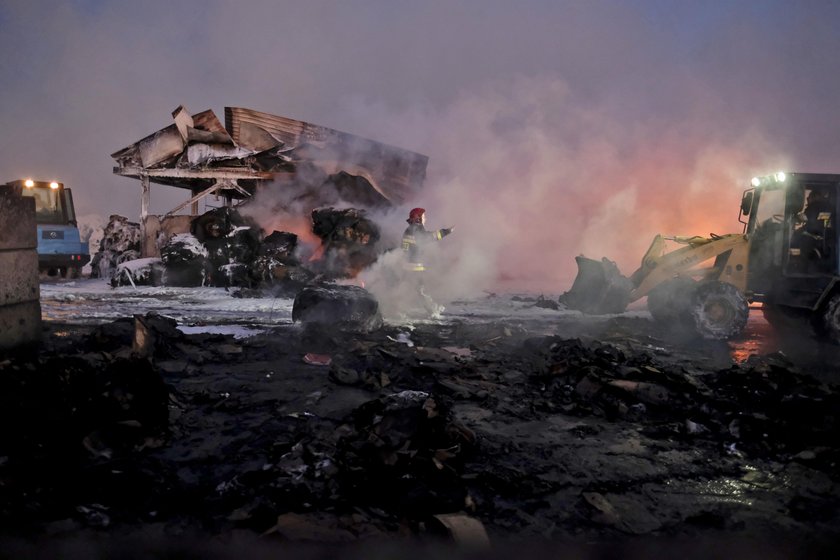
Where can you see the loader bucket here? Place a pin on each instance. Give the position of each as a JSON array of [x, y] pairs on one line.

--

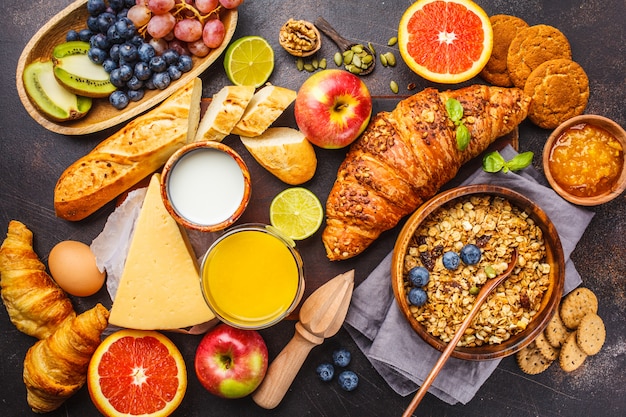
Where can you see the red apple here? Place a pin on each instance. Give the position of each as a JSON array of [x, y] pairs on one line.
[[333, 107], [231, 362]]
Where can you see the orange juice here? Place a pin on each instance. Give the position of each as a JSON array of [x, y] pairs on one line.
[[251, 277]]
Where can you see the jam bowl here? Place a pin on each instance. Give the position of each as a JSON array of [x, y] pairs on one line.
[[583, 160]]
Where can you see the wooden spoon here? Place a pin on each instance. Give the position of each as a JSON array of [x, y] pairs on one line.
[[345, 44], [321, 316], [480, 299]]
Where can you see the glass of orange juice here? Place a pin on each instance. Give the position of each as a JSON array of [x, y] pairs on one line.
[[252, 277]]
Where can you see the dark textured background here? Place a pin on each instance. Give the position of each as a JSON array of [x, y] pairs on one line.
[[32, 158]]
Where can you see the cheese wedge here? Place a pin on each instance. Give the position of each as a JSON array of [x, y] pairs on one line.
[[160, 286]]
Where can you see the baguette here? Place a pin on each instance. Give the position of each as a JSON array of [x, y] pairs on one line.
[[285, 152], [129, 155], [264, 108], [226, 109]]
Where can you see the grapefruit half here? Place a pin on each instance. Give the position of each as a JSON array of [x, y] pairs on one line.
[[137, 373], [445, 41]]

_GIVEN TASK_. Lay out the items from the line with "Where can you see the dark" to the line with "[[285, 152], [129, 155], [264, 108], [226, 109]]", both included, as a numbered list with no blank lines.

_TASK RESULT_.
1. Where can you see the dark textured background here? Place a pin on each instance. Give the position of each as a JSON array of [x, y] pairs on one line.
2. [[32, 158]]
3. Where can you see the cheese wedge here? Place a pin on each instance. Give the position of each as a JSON array of [x, y] pairs on one line.
4. [[160, 286]]
5. Where can you see the baguette here? Place a pin on each instance. Give the position of each as a JSON array of [x, y] pairs on one line.
6. [[285, 152], [129, 155], [264, 108], [226, 109]]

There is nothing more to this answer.